■ **WHAT IS REQUIRED**:
The answer must consist of every line below that contains the word "rough".

• • • • • • •

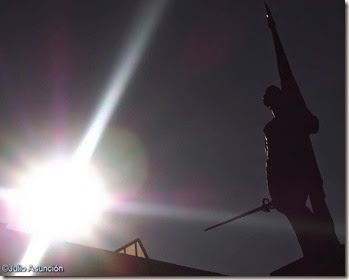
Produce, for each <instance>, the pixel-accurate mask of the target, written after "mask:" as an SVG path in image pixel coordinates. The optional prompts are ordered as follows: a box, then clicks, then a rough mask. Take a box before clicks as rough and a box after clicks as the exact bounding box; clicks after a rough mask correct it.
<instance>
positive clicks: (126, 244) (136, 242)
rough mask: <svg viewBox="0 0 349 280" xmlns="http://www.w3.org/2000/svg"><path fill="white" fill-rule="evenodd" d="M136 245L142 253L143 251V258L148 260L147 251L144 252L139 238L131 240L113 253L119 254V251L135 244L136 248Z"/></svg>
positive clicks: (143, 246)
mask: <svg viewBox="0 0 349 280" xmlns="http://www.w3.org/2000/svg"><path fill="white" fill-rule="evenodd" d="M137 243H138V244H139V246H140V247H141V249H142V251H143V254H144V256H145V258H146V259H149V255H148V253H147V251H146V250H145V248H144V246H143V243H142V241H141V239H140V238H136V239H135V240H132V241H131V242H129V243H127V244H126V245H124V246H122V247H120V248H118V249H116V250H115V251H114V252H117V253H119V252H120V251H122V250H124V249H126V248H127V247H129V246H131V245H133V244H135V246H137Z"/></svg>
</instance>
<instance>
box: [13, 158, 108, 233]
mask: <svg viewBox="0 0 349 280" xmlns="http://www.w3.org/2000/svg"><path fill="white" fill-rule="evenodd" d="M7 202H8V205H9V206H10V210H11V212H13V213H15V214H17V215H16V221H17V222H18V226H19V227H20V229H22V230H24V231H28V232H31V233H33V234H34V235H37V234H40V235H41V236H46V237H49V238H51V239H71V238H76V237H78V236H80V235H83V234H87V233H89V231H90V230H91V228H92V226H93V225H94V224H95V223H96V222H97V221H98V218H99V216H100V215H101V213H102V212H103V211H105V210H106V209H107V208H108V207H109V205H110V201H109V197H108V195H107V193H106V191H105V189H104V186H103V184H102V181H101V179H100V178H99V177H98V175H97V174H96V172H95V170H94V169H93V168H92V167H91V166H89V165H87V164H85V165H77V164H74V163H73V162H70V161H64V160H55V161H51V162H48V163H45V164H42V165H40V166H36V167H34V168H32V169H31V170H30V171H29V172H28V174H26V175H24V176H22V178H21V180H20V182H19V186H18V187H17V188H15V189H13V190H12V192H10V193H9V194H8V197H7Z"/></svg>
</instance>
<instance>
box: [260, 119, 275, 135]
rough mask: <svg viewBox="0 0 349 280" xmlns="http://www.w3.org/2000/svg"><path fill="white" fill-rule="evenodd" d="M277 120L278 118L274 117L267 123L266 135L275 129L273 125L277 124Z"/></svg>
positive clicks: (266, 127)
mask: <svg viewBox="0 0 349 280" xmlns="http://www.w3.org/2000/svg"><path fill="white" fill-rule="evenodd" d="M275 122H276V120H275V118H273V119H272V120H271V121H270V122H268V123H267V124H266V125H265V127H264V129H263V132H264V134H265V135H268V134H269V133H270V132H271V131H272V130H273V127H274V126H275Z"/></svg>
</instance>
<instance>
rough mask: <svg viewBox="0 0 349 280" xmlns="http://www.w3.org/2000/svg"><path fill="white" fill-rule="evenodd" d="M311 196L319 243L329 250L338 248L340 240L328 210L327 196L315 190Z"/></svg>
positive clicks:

• • • • • • •

■ **EXERCISE RESPONSE**:
Produce, for each <instance>, the pixel-accurate mask of the target, written after "mask:" as an SVG path in image pixel coordinates. The optional prompts are ordered as follows: a box, then clicks, then a rough mask. Take a box before clicks as rough and a box after clicks as the exact bounding box; clicks after a rough mask correct it.
rough mask: <svg viewBox="0 0 349 280" xmlns="http://www.w3.org/2000/svg"><path fill="white" fill-rule="evenodd" d="M136 245L142 253L143 251V258L148 260L147 251L144 252L139 238L131 240L113 253L119 254V251L135 244L136 248Z"/></svg>
rough mask: <svg viewBox="0 0 349 280" xmlns="http://www.w3.org/2000/svg"><path fill="white" fill-rule="evenodd" d="M277 120L278 118L274 117L267 123L266 135L275 129L273 125L277 124Z"/></svg>
rough mask: <svg viewBox="0 0 349 280" xmlns="http://www.w3.org/2000/svg"><path fill="white" fill-rule="evenodd" d="M311 196L319 243L329 250L338 248L340 240L328 210L327 196L315 190Z"/></svg>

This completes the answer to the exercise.